→ **WHAT YOU NEED TO DO**: Your answer should consist of the lines in the listing that hold "target".

──────── EXTRACTED DATA ────────

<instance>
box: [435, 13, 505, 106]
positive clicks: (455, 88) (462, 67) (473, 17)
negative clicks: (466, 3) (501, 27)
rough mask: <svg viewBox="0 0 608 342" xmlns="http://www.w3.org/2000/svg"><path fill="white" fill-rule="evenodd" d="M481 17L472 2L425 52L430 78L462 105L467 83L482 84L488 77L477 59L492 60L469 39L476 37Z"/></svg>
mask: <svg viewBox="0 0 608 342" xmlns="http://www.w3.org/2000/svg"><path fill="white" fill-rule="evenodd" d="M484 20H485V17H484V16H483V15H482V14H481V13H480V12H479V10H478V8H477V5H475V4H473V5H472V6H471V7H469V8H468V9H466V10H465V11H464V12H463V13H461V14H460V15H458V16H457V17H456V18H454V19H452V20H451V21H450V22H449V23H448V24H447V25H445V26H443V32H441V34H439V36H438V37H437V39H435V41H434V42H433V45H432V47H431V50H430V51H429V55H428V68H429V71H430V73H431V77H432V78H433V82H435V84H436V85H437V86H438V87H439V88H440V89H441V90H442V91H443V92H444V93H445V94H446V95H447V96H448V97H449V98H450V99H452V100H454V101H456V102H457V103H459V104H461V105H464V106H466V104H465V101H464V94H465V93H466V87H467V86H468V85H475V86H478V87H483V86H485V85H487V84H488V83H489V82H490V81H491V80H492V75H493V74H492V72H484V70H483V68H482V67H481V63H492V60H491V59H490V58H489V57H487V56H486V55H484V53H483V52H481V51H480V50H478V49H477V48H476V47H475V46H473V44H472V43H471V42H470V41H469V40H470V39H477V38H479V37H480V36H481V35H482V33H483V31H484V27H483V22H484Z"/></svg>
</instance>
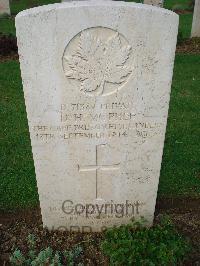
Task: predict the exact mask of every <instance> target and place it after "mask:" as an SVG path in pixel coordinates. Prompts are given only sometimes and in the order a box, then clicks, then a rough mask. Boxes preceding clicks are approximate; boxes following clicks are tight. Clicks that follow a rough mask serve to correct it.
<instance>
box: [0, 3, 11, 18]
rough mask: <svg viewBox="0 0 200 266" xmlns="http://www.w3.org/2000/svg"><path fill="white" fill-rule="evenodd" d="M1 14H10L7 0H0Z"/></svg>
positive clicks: (9, 5) (0, 11)
mask: <svg viewBox="0 0 200 266" xmlns="http://www.w3.org/2000/svg"><path fill="white" fill-rule="evenodd" d="M2 14H8V15H10V4H9V0H0V15H2Z"/></svg>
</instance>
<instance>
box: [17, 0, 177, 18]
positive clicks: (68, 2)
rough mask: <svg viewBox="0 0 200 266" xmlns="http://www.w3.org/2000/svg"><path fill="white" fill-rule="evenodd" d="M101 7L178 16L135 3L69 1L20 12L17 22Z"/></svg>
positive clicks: (121, 2) (156, 8) (175, 14)
mask: <svg viewBox="0 0 200 266" xmlns="http://www.w3.org/2000/svg"><path fill="white" fill-rule="evenodd" d="M92 6H95V7H101V6H108V7H110V6H112V7H117V6H119V7H129V8H130V9H135V10H136V9H138V10H144V11H145V10H146V11H151V12H158V13H163V14H166V15H173V16H177V17H178V15H177V14H176V13H175V12H173V11H170V10H168V9H164V8H160V7H157V6H152V5H144V4H141V3H133V2H123V1H112V0H101V1H96V0H79V1H69V2H68V1H67V2H62V3H57V4H50V5H44V6H39V7H34V8H30V9H27V10H23V11H21V12H19V13H18V14H17V16H16V20H17V19H18V18H20V17H22V16H35V15H39V14H40V13H46V12H53V11H57V10H59V9H68V8H81V7H92Z"/></svg>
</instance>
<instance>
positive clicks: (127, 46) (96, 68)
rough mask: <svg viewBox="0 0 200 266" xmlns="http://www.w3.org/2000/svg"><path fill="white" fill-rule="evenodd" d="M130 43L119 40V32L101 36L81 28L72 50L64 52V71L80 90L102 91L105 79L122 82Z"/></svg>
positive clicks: (128, 55)
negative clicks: (79, 32)
mask: <svg viewBox="0 0 200 266" xmlns="http://www.w3.org/2000/svg"><path fill="white" fill-rule="evenodd" d="M130 52H131V46H130V45H123V46H122V44H121V40H120V36H119V33H115V34H113V35H112V36H111V37H110V38H108V39H107V40H102V39H100V38H98V37H96V36H94V34H92V33H91V32H87V31H83V32H82V33H81V35H80V39H79V46H78V49H77V50H76V52H75V53H73V54H72V55H70V56H64V60H66V63H67V65H68V70H67V71H65V75H66V76H67V77H68V78H69V79H75V80H78V81H80V82H81V91H84V92H86V93H87V92H89V93H93V94H95V95H102V94H103V92H104V87H105V84H106V83H115V84H122V83H123V82H124V81H125V80H126V78H127V77H128V76H129V74H130V73H131V72H132V70H131V68H130V67H129V66H126V65H125V64H126V61H127V59H128V58H129V55H130Z"/></svg>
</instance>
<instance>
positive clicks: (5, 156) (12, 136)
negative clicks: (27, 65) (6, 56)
mask: <svg viewBox="0 0 200 266" xmlns="http://www.w3.org/2000/svg"><path fill="white" fill-rule="evenodd" d="M0 90H1V104H0V106H1V107H0V108H1V109H0V110H1V112H0V115H1V116H0V119H1V120H0V121H1V129H2V130H1V149H0V158H1V162H0V173H1V177H0V208H3V206H4V207H5V208H6V209H10V208H12V207H13V206H17V207H24V206H29V205H35V204H37V202H38V194H37V189H36V180H35V174H34V166H33V159H32V153H31V145H30V138H29V132H28V124H27V119H26V111H25V105H24V98H23V91H22V82H21V78H20V70H19V64H18V63H17V62H15V61H9V62H6V63H1V64H0Z"/></svg>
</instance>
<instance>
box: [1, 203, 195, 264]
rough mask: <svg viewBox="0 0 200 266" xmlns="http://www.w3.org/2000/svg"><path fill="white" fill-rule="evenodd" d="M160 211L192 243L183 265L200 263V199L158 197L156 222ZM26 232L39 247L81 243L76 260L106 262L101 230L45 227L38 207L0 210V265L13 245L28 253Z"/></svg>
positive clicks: (41, 248)
mask: <svg viewBox="0 0 200 266" xmlns="http://www.w3.org/2000/svg"><path fill="white" fill-rule="evenodd" d="M163 213H167V214H168V215H170V217H171V219H172V221H173V222H174V224H175V226H176V228H177V230H178V231H179V232H180V233H181V234H183V235H184V236H185V237H186V238H188V239H189V241H190V242H191V244H192V250H191V253H190V254H188V259H187V261H185V262H184V264H183V265H187V266H189V265H191V266H192V265H200V199H188V198H187V199H174V200H173V199H162V200H158V201H157V206H156V214H155V217H156V218H155V222H156V221H157V220H158V217H159V215H160V214H163ZM29 234H34V235H35V236H36V239H37V241H36V244H37V248H38V250H41V249H43V248H46V247H49V246H50V247H52V248H53V249H54V250H60V251H63V250H70V249H72V248H73V247H75V246H76V245H78V244H80V245H81V246H82V247H83V250H84V252H83V254H82V255H81V256H80V258H79V261H81V262H83V263H84V265H105V266H106V265H109V263H108V259H107V258H106V257H105V256H104V255H103V254H102V253H101V250H100V242H101V240H102V238H103V234H102V233H70V232H68V231H48V230H47V229H43V228H42V220H41V215H40V209H39V208H36V209H29V210H23V211H22V210H21V211H19V210H18V211H17V212H16V211H15V212H10V213H5V212H1V213H0V254H1V256H0V265H10V264H9V256H10V254H11V253H12V251H13V249H15V248H16V247H17V248H19V249H20V250H21V251H22V252H23V253H24V254H26V253H27V236H28V235H29ZM77 263H78V262H77Z"/></svg>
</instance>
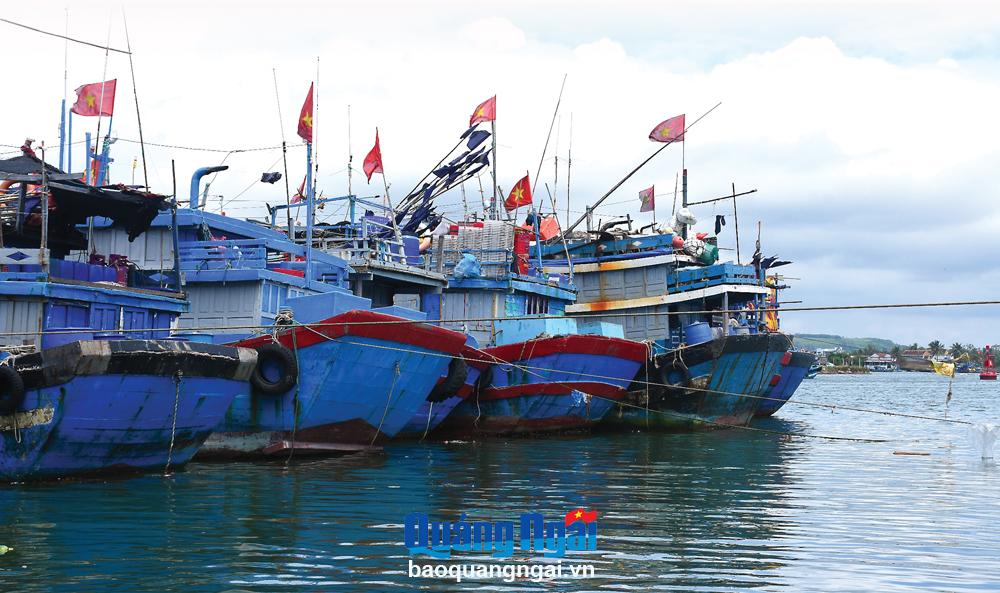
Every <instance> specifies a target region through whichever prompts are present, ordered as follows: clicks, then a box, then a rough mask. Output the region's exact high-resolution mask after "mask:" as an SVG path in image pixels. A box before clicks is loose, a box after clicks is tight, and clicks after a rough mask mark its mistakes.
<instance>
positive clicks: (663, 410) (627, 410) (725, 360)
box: [604, 333, 791, 430]
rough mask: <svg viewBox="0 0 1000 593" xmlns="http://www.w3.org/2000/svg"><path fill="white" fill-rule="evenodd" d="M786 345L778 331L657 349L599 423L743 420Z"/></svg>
mask: <svg viewBox="0 0 1000 593" xmlns="http://www.w3.org/2000/svg"><path fill="white" fill-rule="evenodd" d="M790 346H791V340H790V339H789V337H788V336H786V335H784V334H780V333H772V334H755V335H747V336H736V335H734V336H726V337H723V338H719V339H715V340H711V341H709V342H705V343H703V344H698V345H695V346H690V347H687V348H683V349H678V350H674V351H670V352H667V353H664V354H659V355H657V356H656V357H654V358H653V360H651V361H650V362H649V363H648V364H647V365H646V369H645V373H641V374H640V375H641V376H640V378H641V379H642V380H641V381H637V382H636V383H635V384H634V385H633V386H632V388H631V390H630V392H629V395H628V398H627V399H626V400H624V401H623V402H621V403H620V404H618V406H617V408H616V409H615V410H613V411H612V412H611V413H610V414H608V415H607V416H606V417H605V420H604V422H605V424H607V425H609V426H618V427H625V428H635V429H654V430H692V429H701V428H716V427H726V426H743V425H746V424H747V423H748V422H749V421H750V419H751V418H752V417H753V414H754V412H755V411H756V409H757V406H758V405H759V402H760V401H761V398H762V396H764V394H765V393H766V392H767V391H768V390H769V389H770V379H771V377H772V376H773V375H774V372H775V369H776V368H777V366H778V363H779V361H780V360H781V357H782V356H783V355H784V354H785V352H786V351H787V350H788V348H789V347H790ZM647 383H648V386H647ZM748 396H750V397H748Z"/></svg>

────────

→ **SOLUTION TO THIS TASK**:
Task: predict the exact mask of every <instance> target and place it after "mask:" as an SVG path in pixel coordinates. Prompts are given only sometimes and in the order a box, then clicks, then a rough mask. Boxes preceding clicks are approximate; boxes following clicks are tight. Clicks that follow a rough mask serve to correct it.
Every <instance> specifies a target region through whichever prompts are present, ordered as follows: clicks, then a box, then a rough mask. Output the region's exact high-resolution mask after "mask:" as an SVG path in image pixels. A box before clicks is loose, a box after clicks is tight, and clicks after a rough mask mark its mistakes.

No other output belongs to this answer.